Records from a collection:
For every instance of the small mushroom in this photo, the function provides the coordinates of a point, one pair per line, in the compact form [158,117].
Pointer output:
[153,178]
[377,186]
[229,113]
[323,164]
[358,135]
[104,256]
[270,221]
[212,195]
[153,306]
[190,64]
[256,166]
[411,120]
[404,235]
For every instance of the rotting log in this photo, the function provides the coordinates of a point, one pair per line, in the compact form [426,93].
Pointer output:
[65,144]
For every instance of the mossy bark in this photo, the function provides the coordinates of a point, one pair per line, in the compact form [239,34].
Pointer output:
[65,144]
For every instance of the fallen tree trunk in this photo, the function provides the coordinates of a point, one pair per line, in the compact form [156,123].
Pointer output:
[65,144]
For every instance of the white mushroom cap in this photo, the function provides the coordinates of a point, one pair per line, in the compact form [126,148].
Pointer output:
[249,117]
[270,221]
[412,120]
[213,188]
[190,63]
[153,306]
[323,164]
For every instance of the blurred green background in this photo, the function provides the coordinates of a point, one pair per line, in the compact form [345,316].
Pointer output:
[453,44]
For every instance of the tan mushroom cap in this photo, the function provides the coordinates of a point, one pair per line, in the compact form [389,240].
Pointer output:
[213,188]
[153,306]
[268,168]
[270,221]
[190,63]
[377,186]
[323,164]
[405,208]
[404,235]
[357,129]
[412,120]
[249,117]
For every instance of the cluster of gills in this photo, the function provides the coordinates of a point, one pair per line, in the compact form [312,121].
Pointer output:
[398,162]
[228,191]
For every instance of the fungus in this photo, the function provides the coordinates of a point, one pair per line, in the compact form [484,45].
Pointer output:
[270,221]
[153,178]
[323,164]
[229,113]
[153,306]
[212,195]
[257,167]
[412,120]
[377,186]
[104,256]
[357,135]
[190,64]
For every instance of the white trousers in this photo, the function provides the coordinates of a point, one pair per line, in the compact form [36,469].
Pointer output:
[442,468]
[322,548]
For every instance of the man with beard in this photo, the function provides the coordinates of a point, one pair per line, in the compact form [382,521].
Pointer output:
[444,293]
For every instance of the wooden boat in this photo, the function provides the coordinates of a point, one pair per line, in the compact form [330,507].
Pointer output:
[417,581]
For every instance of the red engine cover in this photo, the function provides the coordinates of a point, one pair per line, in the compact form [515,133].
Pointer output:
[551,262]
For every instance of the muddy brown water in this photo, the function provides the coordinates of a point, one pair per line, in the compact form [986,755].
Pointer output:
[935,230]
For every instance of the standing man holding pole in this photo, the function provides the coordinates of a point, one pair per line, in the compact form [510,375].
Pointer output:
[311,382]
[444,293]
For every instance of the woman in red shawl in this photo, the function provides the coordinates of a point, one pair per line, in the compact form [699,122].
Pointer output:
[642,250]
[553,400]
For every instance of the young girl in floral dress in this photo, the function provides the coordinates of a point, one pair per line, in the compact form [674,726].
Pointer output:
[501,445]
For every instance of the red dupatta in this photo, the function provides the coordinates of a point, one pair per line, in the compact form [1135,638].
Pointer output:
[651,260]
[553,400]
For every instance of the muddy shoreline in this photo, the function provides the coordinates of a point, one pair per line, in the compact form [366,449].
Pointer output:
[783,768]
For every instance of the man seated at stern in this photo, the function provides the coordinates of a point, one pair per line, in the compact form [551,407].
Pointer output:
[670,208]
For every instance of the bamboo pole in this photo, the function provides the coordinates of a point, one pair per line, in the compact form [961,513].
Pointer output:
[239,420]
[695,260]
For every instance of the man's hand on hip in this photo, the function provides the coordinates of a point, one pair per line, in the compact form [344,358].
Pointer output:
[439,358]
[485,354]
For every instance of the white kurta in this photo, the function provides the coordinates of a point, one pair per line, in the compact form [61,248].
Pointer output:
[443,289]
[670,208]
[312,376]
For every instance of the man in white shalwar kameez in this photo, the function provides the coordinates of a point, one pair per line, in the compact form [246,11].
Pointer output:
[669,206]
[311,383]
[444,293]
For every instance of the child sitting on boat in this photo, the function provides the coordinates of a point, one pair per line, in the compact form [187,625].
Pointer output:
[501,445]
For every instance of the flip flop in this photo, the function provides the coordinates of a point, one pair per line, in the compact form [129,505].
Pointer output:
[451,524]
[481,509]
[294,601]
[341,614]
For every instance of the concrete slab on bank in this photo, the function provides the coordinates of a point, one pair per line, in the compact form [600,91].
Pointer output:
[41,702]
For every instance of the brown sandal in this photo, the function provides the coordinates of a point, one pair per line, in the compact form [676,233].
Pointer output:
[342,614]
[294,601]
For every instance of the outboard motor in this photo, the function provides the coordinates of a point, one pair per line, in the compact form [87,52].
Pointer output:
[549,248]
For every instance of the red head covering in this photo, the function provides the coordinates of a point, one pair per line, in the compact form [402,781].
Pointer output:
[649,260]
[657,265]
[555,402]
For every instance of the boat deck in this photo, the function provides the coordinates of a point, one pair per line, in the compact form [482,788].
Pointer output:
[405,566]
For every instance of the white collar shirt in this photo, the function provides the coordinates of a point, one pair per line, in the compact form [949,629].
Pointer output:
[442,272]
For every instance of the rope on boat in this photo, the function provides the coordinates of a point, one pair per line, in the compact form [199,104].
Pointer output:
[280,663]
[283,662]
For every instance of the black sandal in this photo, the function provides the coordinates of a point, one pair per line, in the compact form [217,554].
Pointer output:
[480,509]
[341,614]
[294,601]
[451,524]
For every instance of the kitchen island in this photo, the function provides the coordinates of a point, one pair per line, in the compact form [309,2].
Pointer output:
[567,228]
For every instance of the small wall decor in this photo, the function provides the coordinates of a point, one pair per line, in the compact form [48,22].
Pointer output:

→ Requirement
Please set down all the data word for word.

→ Written solution
For every instance of the small mushroom in this photo, the function provides the coordinates of a point, one pair per line, in the compact form [158,117].
Pointer output:
[153,178]
[377,186]
[229,113]
[323,164]
[358,135]
[104,256]
[270,221]
[212,195]
[153,306]
[190,64]
[256,166]
[411,120]
[404,235]
For every instance of the rotting log in this photo, the function provides the coordinates of a point, one pair per line, in the compact form [426,93].
Pointer output:
[65,144]
For every instance of the mossy bark in this photo, the function provides the coordinates of a point, one pair per line, in the compact form [239,34].
Pointer output:
[65,144]
For every instance of the fallen tree trunk in this photo, the function provides the coordinates of a point, one pair per line, in the compact form [156,123].
Pointer output:
[65,144]
For every instance of the white mushroom cap in this photo, the function provides the coordinates of a point, one pair per line, in the compact form [126,148].
Pointer output:
[249,117]
[270,221]
[412,120]
[213,188]
[190,63]
[153,306]
[323,164]
For every instance of the blurred green background in this photo, the function provides the coordinates of a point, one pair per line, in the compact form [345,316].
Pointer output:
[453,44]
For every instance of the tan mushroom cap in this photo, the function provides the coordinates of a point, one pair per line, in the compact form [389,240].
Pointer output:
[213,188]
[153,306]
[268,168]
[270,221]
[190,63]
[377,186]
[323,164]
[405,208]
[404,235]
[357,129]
[412,120]
[249,117]
For every instance of the cluster of gills in this photo, the function provides the coordinates of a point, one pair per line, in the compact form [312,121].
Pointer output:
[398,162]
[228,191]
For every instance of the fungus in this photo, the function provides the coordinates of a point, one pair per line, in the compact form [484,45].
Pointer output:
[270,221]
[153,178]
[323,164]
[229,113]
[153,306]
[212,195]
[257,167]
[412,120]
[377,186]
[104,256]
[357,135]
[190,64]
For every instance of the white trousers in this photo, the function provides the coordinates of a point, one pair per line, in the compact form [36,469].
Pointer output:
[442,468]
[322,548]
For every instance of the man with beard in this photo, the function provides the coordinates of a point, one pair per line, in the compact form [382,521].
Pointer output:
[444,293]
For every instance of the wooden boat in this photo, the function provides the coordinates of a point, one pair per line, in the compact form [330,507].
Pointer output:
[417,581]
For every instance of the red engine cover in this photo, the function provides the coordinates of a point, one pair per line, in the compact form [515,133].
Pointer output:
[551,262]
For every instance of the muddy brown water in this photo, the function provides the coordinates of a point, one pair per line, in the compact form [986,755].
Pointer output:
[935,230]
For every instance of the standing man holding pole in this photo, the function provides the coordinates of a point, one pair per line, in the compact form [510,375].
Pointer output:
[311,382]
[444,293]
For every instance of the woman in red shawl in this photo, the function provides the coordinates of a point, one pair per line, in the compact form [699,122].
Pointer output:
[642,250]
[553,400]
For every instance of the young girl in floral dress in this photo, the function provides the coordinates of a point, one pair per line, in the compact form [674,726].
Pointer output:
[501,445]
For every instance of the red dupatta in this photo, the function provides the coordinates of a point, one pair per line, in the compact form [1135,638].
Pointer output:
[651,260]
[553,400]
For every instance of the muddy shoreline in this photo, the function provides the coordinates of a point, one pair per line, in the compact form [366,449].
Pointer output:
[783,768]
For every instance of the man seated at stern in this photo, the function provides the coordinates of a point, one pair per line, in the compact form [551,407].
Pointer output:
[670,208]
For every instance of the bamboo pole in this photo, the function provides the coordinates of a point, one pair per line, in the compact form [961,513].
Pointer output:
[239,420]
[695,260]
For every instance of the man's hand on hip in this photo, the function provides the coordinates of a point, one pair per line, in the compact form [344,358].
Pointer output:
[439,358]
[485,354]
For every instance of the white kurta in this photo, the function provides the coordinates of a point, one pair per line, in the compact form [61,248].
Pointer output:
[443,289]
[670,208]
[312,376]
For every instance of the man in white shalwar kameez in this photo, the function provides the coordinates of a point, one pair per line, in the compact form [246,11].
Pointer output:
[669,206]
[311,383]
[444,293]
For every instance of the child sitting on boat in this photo, the function provides the coordinates of a point, one pair per line, in the compact form [187,625].
Pointer output:
[501,445]
For every instance of the flip flop in this photo, the function provides the coordinates of a point, one pair per line, in the compact form [129,505].
Pointer output:
[451,524]
[481,509]
[294,601]
[341,614]
For every instance of the concrete slab on bank in this photo, the function provides the coordinates of a point, one pair per line, in the compact form [600,91].
Pointer output:
[41,702]
For every instance of the brown sandal in this photo, the function provides the coordinates of a point, one pair per line, in the compact form [676,233].
Pointer output:
[342,614]
[294,601]
For every instance of the outboard motor in this photo, the function provides the coordinates of a point, one pair per line, in the compact form [87,52].
Pointer output:
[549,248]
For every instance of the red head covering in this photo, the function provides the coordinates of a point, one pair per line, in the compact form [402,781].
Pointer output:
[649,260]
[657,265]
[555,402]
For every instance of the boat deck in this photo, the function provides the coordinates of a point, one pair per line, in the compact form [482,788].
Pointer output:
[405,566]
For every instance of the white collar shirt in this photo, the function provides the coordinates of a point, one pair per line, in the compact form [949,629].
Pointer output:
[442,272]
For every instance of the rope on boat in this photo, the function provides the coordinates of a point, one pair per line, in the compact form [199,104].
Pointer output:
[280,663]
[283,662]
For every instance of the black sandal in this photo, the function provides the coordinates of a point, one pair per line, in the compact form [217,554].
Pointer output:
[480,509]
[341,614]
[294,601]
[451,524]
For every instance of the kitchen island in this photo, the function provides the coordinates of a point, one pair per line, in the compact form [309,2].
Pointer output:
[567,228]
For every instance of the small wall decor in this photo, the function provides the coordinates of a point, one pair per line, in the compact form [48,22].
Pointer output:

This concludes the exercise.